GIVEN RECORDS:
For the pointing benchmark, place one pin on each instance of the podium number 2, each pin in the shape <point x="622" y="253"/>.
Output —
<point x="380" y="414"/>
--
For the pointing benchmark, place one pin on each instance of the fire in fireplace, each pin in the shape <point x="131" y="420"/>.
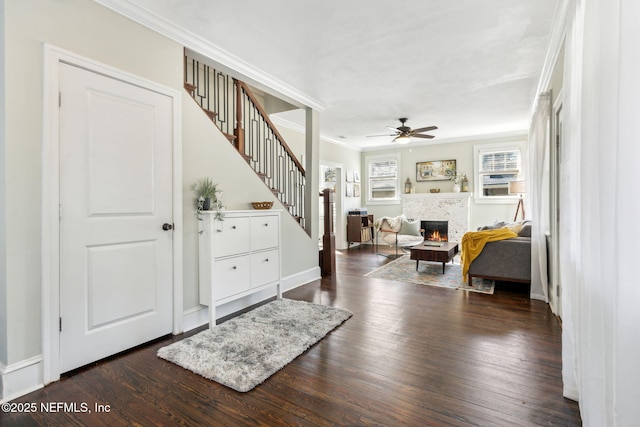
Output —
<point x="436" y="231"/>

WORK TO DO:
How many lines in the material above contain the string "point"? Reply with the number alone.

TASK RESPONSE:
4